GOAL | Show every line of the rows below that contains the word "house". Matching is case-sensitive.

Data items
<<<<
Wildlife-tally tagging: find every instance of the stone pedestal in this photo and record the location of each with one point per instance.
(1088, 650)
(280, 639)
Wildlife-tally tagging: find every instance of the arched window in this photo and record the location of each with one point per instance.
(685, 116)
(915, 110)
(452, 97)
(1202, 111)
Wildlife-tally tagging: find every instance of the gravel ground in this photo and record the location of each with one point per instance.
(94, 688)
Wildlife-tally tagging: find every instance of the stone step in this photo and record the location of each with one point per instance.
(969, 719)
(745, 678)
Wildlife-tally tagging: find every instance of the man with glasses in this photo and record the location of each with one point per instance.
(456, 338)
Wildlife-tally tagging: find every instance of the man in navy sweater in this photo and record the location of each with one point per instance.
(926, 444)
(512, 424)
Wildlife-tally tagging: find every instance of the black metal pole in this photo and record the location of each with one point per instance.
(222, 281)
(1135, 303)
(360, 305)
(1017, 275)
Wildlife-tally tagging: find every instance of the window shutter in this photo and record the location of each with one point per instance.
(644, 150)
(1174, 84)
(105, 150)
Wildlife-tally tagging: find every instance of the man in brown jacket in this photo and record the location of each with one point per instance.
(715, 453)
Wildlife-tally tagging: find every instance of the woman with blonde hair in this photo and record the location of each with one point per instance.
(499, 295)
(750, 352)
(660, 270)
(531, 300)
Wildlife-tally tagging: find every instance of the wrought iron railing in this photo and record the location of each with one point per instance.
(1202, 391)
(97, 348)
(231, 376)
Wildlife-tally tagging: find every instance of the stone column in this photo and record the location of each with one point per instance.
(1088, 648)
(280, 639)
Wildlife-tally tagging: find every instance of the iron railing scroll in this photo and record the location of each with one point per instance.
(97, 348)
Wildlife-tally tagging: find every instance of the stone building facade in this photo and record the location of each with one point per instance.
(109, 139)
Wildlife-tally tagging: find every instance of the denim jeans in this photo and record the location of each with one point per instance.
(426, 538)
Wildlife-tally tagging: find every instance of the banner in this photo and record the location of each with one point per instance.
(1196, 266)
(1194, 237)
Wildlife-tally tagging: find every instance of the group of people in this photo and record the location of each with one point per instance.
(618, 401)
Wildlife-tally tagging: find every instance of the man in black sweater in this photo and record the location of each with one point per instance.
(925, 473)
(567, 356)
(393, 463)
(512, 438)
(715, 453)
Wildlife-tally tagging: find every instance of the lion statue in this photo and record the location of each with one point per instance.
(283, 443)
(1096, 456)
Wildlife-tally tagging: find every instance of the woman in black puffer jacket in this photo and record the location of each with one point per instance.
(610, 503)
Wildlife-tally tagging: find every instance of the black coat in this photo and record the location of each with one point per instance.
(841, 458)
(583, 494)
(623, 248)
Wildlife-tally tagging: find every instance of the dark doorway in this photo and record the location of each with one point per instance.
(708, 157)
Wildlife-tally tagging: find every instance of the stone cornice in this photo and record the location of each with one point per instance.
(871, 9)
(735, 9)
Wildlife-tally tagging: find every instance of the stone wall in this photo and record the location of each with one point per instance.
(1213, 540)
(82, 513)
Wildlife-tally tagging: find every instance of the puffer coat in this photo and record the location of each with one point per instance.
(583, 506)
>>>>
<<<<
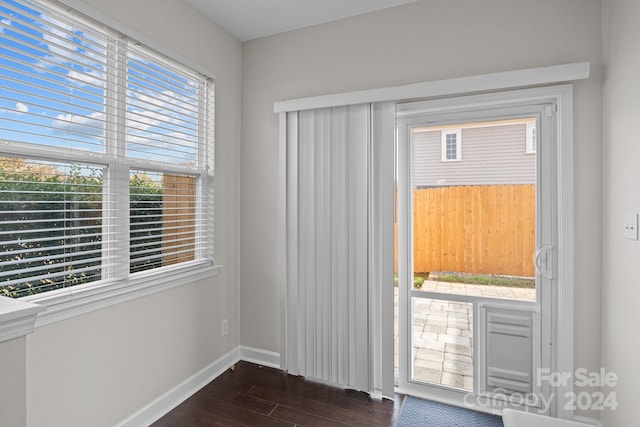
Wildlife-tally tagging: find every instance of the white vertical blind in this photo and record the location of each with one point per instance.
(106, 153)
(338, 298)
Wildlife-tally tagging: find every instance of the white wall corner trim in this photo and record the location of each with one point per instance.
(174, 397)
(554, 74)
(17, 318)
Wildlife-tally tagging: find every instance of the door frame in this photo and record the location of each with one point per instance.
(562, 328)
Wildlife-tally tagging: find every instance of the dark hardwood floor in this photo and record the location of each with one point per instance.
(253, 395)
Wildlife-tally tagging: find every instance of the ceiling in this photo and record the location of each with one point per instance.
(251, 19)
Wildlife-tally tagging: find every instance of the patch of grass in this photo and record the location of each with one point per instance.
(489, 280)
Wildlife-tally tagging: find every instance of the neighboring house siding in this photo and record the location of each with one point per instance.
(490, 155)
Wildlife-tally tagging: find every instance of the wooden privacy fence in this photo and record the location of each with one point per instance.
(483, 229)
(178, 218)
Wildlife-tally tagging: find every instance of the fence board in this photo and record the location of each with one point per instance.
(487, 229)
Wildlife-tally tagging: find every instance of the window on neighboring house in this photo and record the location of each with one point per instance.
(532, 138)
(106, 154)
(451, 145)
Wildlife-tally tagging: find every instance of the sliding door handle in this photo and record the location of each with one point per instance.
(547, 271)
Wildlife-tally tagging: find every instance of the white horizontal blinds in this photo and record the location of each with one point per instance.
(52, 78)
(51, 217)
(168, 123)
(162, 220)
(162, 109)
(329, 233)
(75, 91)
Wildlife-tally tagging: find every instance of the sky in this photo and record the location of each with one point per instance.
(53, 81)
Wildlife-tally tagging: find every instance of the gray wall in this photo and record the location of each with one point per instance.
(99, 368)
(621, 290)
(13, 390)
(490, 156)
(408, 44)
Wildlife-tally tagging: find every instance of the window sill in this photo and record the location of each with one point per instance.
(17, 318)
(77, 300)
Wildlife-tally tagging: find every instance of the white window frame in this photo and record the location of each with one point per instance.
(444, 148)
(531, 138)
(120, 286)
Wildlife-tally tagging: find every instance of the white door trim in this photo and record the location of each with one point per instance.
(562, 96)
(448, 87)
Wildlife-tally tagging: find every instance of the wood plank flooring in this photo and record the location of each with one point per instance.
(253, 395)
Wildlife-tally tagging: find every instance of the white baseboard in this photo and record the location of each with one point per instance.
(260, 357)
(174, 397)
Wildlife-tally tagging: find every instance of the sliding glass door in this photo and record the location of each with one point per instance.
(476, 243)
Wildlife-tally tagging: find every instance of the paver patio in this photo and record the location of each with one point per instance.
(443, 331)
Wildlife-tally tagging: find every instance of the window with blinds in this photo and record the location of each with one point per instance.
>>>>
TASK RESPONSE |
Wildlife-tally tagging: find every instance of the neighboring house siding in this photo and record the location of each with one point per instance.
Wildlife-tally tagging: find every instance of the window on neighboring house in this photo and record the location of each with one point per instance.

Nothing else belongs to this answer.